■ What is required
Look for "circular" in every line of the listing. Copy the lines that have it.

■ ■ ■ ■

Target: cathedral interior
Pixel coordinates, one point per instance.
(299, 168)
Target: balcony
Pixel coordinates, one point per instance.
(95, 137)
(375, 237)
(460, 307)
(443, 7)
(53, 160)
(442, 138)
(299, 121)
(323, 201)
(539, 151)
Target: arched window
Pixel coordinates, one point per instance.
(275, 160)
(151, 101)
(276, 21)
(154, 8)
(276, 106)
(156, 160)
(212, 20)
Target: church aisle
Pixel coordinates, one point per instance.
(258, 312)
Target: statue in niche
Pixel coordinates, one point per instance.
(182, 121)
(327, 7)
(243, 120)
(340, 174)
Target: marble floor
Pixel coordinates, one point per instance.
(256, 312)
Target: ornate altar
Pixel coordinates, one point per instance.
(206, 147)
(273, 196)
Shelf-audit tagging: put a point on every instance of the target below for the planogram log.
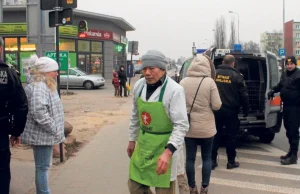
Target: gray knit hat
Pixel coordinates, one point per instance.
(154, 58)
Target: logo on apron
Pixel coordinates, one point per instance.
(146, 118)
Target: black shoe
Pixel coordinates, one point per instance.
(214, 164)
(289, 154)
(290, 160)
(232, 165)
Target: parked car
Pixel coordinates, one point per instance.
(261, 73)
(78, 78)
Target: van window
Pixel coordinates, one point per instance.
(273, 64)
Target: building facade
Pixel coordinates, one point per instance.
(271, 41)
(292, 39)
(100, 50)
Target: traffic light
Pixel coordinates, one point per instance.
(82, 26)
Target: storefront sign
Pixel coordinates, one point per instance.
(97, 34)
(116, 37)
(70, 31)
(124, 40)
(13, 28)
(63, 59)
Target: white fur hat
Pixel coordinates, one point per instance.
(43, 64)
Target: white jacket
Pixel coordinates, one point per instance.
(175, 106)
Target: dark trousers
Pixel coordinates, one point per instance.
(291, 123)
(123, 85)
(117, 90)
(191, 145)
(4, 165)
(227, 125)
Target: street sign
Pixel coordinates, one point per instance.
(50, 4)
(282, 52)
(129, 69)
(63, 58)
(65, 17)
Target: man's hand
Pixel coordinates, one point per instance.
(163, 162)
(130, 148)
(15, 141)
(271, 94)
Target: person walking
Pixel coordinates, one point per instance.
(13, 115)
(234, 94)
(202, 98)
(45, 122)
(116, 84)
(157, 129)
(289, 88)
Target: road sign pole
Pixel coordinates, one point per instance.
(58, 61)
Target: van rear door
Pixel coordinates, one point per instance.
(272, 107)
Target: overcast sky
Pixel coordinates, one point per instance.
(171, 26)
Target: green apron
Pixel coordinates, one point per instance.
(155, 131)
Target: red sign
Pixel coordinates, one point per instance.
(97, 34)
(146, 118)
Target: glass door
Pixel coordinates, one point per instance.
(84, 63)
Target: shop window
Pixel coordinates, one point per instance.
(66, 44)
(97, 63)
(25, 46)
(83, 46)
(96, 47)
(11, 44)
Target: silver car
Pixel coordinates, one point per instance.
(78, 78)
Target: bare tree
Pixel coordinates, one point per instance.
(220, 33)
(272, 41)
(251, 47)
(232, 34)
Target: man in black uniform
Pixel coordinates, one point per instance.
(233, 93)
(123, 80)
(13, 115)
(289, 88)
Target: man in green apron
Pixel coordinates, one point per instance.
(157, 129)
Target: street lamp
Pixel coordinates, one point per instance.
(238, 25)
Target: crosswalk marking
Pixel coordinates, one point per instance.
(254, 186)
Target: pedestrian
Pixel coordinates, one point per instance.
(13, 113)
(157, 129)
(116, 84)
(202, 98)
(289, 88)
(123, 80)
(234, 94)
(45, 122)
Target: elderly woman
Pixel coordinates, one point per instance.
(45, 121)
(202, 98)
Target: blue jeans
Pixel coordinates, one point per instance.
(191, 145)
(42, 159)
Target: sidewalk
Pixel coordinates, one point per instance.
(101, 167)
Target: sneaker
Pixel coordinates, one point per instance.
(289, 154)
(232, 165)
(290, 160)
(204, 190)
(194, 190)
(214, 164)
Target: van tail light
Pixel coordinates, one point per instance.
(276, 101)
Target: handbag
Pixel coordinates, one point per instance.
(189, 114)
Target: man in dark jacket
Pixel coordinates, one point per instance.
(289, 88)
(233, 93)
(123, 80)
(13, 115)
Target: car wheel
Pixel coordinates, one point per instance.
(267, 138)
(88, 85)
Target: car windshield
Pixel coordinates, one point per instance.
(81, 72)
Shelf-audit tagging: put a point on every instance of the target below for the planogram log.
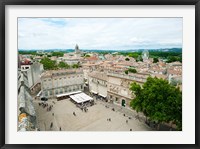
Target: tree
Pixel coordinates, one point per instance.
(132, 70)
(126, 71)
(155, 60)
(75, 65)
(127, 59)
(158, 100)
(48, 64)
(87, 55)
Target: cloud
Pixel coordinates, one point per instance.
(99, 33)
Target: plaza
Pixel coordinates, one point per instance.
(102, 116)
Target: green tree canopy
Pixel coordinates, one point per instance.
(158, 100)
(75, 65)
(132, 70)
(155, 60)
(127, 59)
(87, 55)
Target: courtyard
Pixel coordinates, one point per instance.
(102, 116)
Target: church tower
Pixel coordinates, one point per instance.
(77, 49)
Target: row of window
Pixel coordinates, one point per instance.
(65, 90)
(64, 78)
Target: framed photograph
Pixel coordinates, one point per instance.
(100, 74)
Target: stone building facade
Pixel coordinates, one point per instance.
(57, 82)
(119, 84)
(98, 83)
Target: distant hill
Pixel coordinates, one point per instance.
(179, 50)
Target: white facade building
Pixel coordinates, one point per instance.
(55, 82)
(98, 83)
(119, 84)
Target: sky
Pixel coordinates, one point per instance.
(99, 33)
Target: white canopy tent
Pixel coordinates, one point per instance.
(67, 94)
(81, 97)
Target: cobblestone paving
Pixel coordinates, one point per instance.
(96, 119)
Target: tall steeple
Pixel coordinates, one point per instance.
(77, 49)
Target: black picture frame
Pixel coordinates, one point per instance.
(4, 3)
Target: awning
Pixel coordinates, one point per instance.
(93, 92)
(67, 94)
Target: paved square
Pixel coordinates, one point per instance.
(95, 119)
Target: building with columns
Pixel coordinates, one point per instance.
(119, 84)
(98, 83)
(58, 82)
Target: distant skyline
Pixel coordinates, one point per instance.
(99, 33)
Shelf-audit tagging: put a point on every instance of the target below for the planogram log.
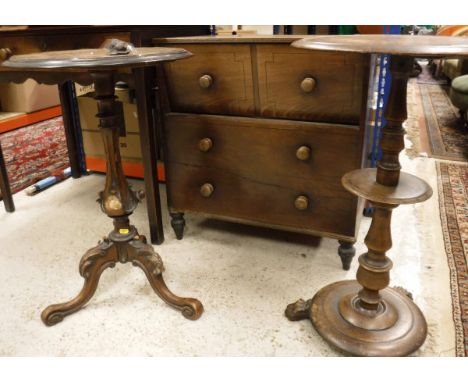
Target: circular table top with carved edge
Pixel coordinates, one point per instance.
(97, 59)
(410, 189)
(401, 45)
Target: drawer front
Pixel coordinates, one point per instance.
(301, 205)
(216, 80)
(317, 86)
(264, 150)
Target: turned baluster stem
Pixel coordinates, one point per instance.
(374, 266)
(392, 142)
(117, 199)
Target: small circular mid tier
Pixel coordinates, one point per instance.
(410, 189)
(402, 45)
(94, 58)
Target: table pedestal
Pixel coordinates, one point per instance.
(118, 201)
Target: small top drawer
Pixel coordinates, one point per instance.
(305, 85)
(216, 80)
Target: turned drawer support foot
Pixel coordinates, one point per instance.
(346, 251)
(178, 224)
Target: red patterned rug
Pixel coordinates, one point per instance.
(34, 152)
(453, 201)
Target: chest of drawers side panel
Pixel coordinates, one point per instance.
(304, 85)
(253, 168)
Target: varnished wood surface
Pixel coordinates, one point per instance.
(230, 39)
(403, 45)
(410, 189)
(336, 96)
(266, 80)
(231, 91)
(236, 196)
(254, 170)
(265, 149)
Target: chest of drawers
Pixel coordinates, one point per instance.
(260, 132)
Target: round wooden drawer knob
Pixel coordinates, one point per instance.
(205, 144)
(303, 153)
(308, 84)
(301, 202)
(206, 190)
(205, 81)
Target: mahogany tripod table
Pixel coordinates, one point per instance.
(104, 67)
(367, 317)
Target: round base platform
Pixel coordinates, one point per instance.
(403, 334)
(410, 188)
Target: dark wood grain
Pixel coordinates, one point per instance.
(330, 212)
(264, 149)
(336, 96)
(117, 200)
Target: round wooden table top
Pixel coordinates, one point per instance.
(403, 45)
(94, 58)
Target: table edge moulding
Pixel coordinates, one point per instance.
(118, 200)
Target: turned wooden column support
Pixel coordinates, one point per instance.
(366, 316)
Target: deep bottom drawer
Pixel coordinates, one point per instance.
(330, 210)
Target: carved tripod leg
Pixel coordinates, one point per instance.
(92, 264)
(144, 256)
(298, 310)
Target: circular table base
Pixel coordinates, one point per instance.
(403, 337)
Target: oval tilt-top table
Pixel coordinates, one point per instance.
(366, 317)
(104, 67)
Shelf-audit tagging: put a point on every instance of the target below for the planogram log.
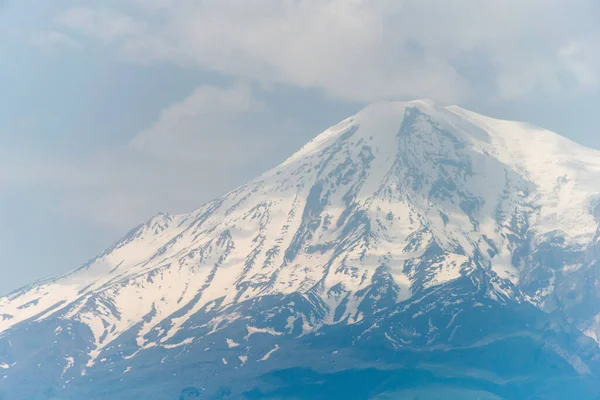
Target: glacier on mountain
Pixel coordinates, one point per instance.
(406, 241)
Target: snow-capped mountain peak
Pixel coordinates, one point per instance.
(379, 210)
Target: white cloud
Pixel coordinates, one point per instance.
(53, 40)
(209, 122)
(207, 144)
(104, 24)
(364, 50)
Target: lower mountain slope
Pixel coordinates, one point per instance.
(410, 251)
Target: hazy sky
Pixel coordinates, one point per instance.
(114, 110)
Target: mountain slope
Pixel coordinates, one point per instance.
(408, 227)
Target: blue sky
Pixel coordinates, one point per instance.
(111, 111)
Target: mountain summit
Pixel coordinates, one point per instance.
(418, 248)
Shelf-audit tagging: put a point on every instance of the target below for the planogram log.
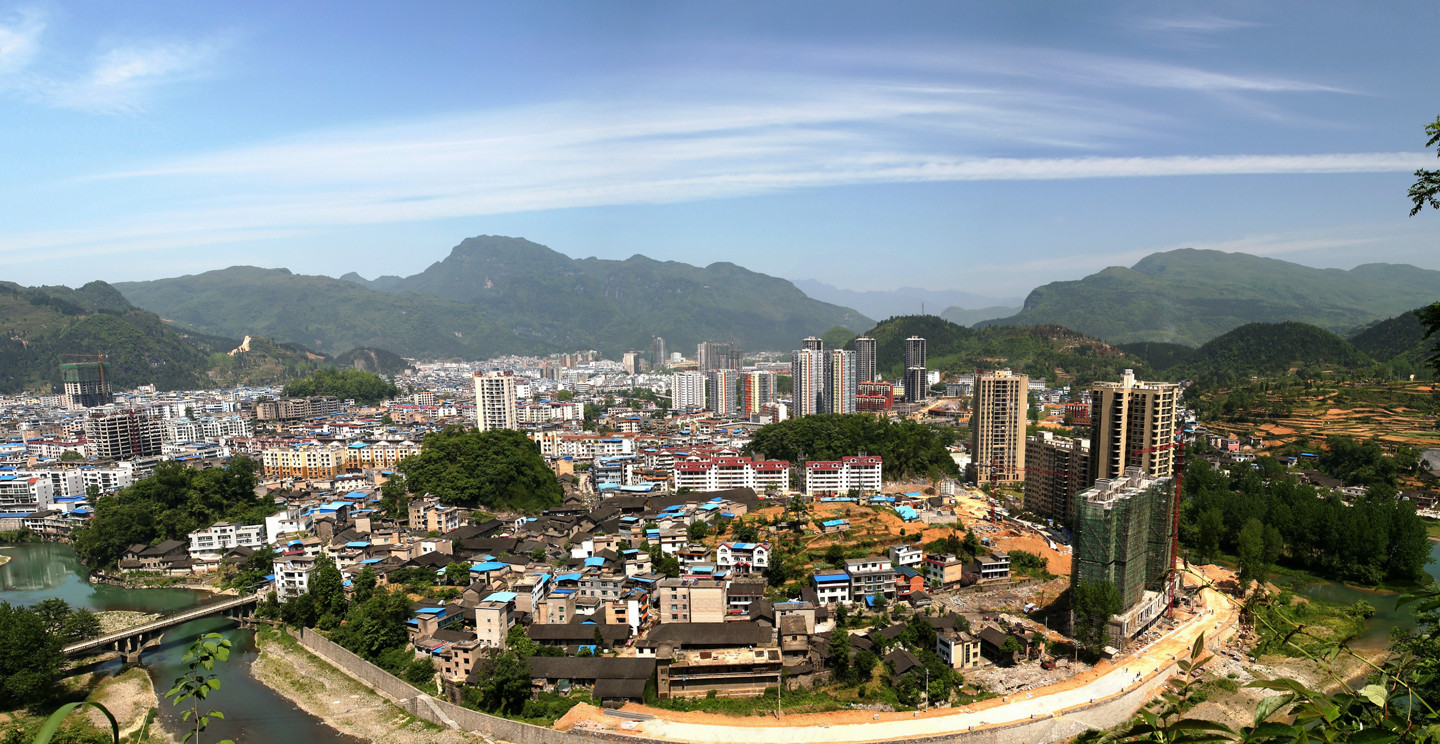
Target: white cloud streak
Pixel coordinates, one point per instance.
(120, 78)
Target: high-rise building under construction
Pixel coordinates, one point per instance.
(998, 425)
(1122, 536)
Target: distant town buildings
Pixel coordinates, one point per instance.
(998, 426)
(756, 392)
(864, 359)
(687, 390)
(840, 382)
(1132, 423)
(720, 389)
(1059, 468)
(496, 400)
(808, 380)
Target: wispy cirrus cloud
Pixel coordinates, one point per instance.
(117, 78)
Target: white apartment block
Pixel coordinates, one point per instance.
(902, 556)
(64, 482)
(287, 523)
(743, 557)
(496, 402)
(843, 475)
(293, 577)
(687, 390)
(210, 544)
(722, 474)
(19, 492)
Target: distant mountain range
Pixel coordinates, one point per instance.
(913, 301)
(501, 295)
(1190, 297)
(1044, 351)
(1396, 347)
(48, 325)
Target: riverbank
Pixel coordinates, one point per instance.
(336, 698)
(128, 697)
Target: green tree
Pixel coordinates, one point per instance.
(1093, 603)
(196, 682)
(1426, 189)
(497, 469)
(365, 387)
(365, 584)
(376, 625)
(174, 501)
(395, 498)
(29, 658)
(838, 659)
(327, 587)
(1252, 553)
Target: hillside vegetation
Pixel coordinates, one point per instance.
(909, 448)
(365, 387)
(1190, 297)
(326, 314)
(500, 295)
(1270, 348)
(48, 325)
(1049, 351)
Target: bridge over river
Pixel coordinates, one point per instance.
(131, 641)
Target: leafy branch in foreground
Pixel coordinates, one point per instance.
(1393, 705)
(195, 684)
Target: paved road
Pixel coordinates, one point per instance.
(1145, 668)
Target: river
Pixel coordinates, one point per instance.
(252, 711)
(1387, 615)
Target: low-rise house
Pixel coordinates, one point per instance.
(958, 649)
(992, 567)
(871, 576)
(906, 556)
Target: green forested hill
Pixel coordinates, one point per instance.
(500, 295)
(326, 314)
(1190, 297)
(1049, 351)
(46, 325)
(618, 305)
(1400, 343)
(1267, 348)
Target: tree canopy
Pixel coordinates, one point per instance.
(362, 386)
(170, 504)
(497, 469)
(907, 448)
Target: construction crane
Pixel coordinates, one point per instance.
(1178, 472)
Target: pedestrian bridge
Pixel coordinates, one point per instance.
(131, 641)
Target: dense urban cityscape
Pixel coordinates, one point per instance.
(936, 373)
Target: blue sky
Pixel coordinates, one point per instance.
(987, 147)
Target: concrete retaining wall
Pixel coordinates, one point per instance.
(1063, 726)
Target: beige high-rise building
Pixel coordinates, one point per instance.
(998, 426)
(1059, 469)
(496, 402)
(1128, 422)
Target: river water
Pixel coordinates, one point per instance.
(1387, 615)
(254, 714)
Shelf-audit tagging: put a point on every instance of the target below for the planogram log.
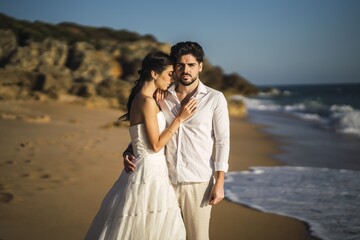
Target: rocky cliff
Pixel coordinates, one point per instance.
(69, 61)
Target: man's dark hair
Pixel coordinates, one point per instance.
(183, 48)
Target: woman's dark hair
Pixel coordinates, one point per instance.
(183, 48)
(154, 61)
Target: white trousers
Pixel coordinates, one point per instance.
(193, 200)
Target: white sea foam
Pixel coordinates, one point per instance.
(327, 199)
(340, 118)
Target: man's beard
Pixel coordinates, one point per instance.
(182, 82)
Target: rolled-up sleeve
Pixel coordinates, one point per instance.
(221, 126)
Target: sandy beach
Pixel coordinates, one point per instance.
(57, 161)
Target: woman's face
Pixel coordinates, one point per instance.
(165, 78)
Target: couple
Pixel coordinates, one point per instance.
(192, 120)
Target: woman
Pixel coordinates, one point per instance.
(142, 205)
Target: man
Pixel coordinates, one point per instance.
(193, 165)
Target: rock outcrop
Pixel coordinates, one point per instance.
(41, 61)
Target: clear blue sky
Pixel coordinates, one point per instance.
(266, 41)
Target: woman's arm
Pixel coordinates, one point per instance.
(156, 139)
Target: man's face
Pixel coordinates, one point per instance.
(187, 69)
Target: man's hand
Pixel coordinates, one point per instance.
(217, 192)
(129, 164)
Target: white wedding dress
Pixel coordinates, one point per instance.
(141, 205)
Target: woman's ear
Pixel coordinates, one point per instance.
(154, 75)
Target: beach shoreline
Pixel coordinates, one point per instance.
(250, 147)
(58, 160)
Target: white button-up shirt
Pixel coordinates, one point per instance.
(189, 153)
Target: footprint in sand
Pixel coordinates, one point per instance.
(45, 176)
(6, 197)
(25, 175)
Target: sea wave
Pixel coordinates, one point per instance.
(327, 199)
(340, 118)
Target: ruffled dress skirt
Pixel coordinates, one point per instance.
(141, 205)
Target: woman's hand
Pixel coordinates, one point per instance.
(187, 110)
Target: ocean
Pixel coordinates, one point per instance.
(318, 127)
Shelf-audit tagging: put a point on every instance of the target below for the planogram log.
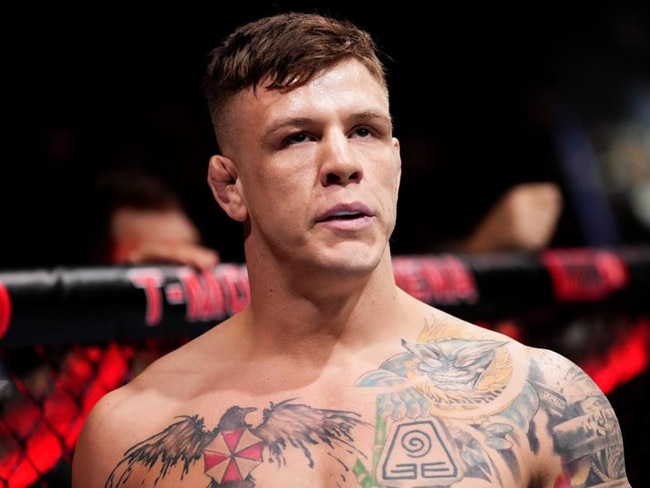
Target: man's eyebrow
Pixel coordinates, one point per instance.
(295, 122)
(301, 122)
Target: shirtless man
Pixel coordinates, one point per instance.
(333, 376)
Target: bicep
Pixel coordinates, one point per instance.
(585, 431)
(97, 449)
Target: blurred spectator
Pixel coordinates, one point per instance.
(139, 218)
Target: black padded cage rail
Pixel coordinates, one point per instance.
(98, 304)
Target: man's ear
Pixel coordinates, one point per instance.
(222, 178)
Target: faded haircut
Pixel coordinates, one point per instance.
(283, 51)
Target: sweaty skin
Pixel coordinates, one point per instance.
(333, 376)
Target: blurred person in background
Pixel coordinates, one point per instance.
(137, 218)
(333, 375)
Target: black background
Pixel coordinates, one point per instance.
(95, 85)
(90, 87)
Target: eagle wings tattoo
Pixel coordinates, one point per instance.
(234, 448)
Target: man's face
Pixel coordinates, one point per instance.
(318, 170)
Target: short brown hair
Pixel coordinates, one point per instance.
(284, 50)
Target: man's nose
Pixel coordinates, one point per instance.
(340, 165)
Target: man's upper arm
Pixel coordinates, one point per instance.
(96, 449)
(583, 425)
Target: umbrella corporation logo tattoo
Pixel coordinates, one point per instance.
(448, 409)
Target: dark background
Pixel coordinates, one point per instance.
(474, 93)
(88, 88)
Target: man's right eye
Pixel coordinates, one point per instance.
(297, 138)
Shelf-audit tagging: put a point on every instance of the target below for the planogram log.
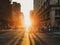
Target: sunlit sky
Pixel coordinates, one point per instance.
(26, 5)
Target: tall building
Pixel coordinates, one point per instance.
(49, 11)
(5, 13)
(16, 14)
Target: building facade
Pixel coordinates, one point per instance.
(5, 14)
(49, 12)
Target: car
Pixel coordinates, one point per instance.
(56, 33)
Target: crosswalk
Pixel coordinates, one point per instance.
(20, 38)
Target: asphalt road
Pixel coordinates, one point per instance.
(16, 37)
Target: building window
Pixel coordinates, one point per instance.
(57, 12)
(59, 2)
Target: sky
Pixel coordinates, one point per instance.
(26, 5)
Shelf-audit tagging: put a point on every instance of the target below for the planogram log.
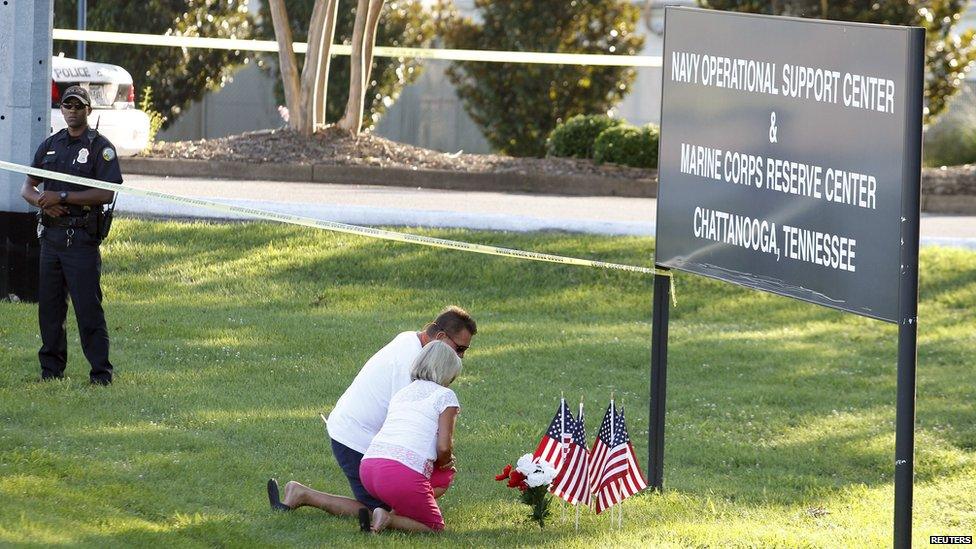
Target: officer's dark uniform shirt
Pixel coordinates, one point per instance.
(82, 156)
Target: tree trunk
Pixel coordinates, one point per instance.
(372, 25)
(365, 28)
(322, 76)
(286, 62)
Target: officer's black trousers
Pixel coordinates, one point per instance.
(73, 270)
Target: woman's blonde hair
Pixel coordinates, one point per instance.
(437, 362)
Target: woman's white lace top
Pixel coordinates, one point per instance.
(409, 434)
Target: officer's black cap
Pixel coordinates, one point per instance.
(79, 93)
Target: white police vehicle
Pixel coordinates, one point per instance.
(113, 102)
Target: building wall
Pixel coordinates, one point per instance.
(428, 113)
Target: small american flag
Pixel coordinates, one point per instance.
(615, 474)
(572, 482)
(555, 442)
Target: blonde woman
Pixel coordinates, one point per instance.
(410, 462)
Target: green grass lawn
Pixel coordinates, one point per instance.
(229, 339)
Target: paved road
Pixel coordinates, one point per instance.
(375, 205)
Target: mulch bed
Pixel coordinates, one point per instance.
(336, 147)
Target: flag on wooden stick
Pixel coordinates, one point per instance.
(572, 482)
(615, 474)
(553, 446)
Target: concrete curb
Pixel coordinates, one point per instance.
(569, 185)
(509, 182)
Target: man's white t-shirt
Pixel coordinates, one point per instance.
(360, 412)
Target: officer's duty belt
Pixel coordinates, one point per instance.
(67, 221)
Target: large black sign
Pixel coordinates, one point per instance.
(786, 147)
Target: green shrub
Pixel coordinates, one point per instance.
(575, 137)
(517, 105)
(951, 140)
(628, 145)
(155, 118)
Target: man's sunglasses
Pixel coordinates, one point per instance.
(459, 349)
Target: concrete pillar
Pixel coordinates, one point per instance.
(25, 121)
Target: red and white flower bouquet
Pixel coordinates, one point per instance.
(532, 477)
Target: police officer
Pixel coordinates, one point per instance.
(70, 229)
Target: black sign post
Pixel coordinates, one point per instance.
(790, 162)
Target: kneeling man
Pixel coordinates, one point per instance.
(361, 410)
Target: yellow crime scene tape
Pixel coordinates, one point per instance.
(490, 56)
(335, 226)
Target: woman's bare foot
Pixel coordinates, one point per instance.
(381, 519)
(293, 492)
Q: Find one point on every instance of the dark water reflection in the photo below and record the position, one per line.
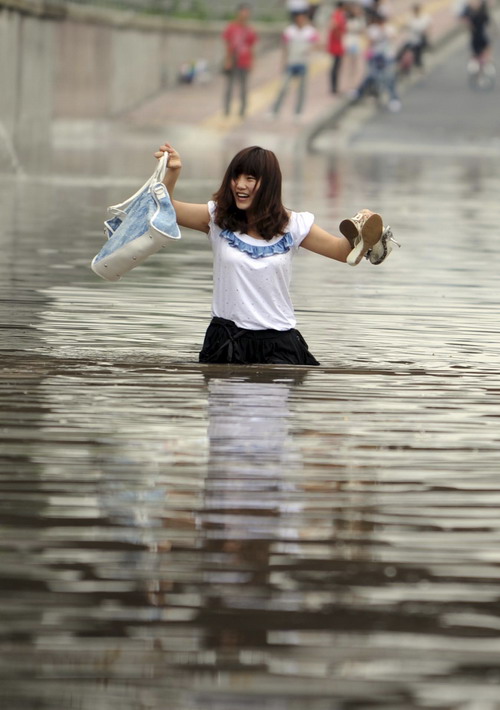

■ ■ ■ ■

■ Reply
Target: circular table top with carved edge
Target: small circular mid tier
Target: circular table base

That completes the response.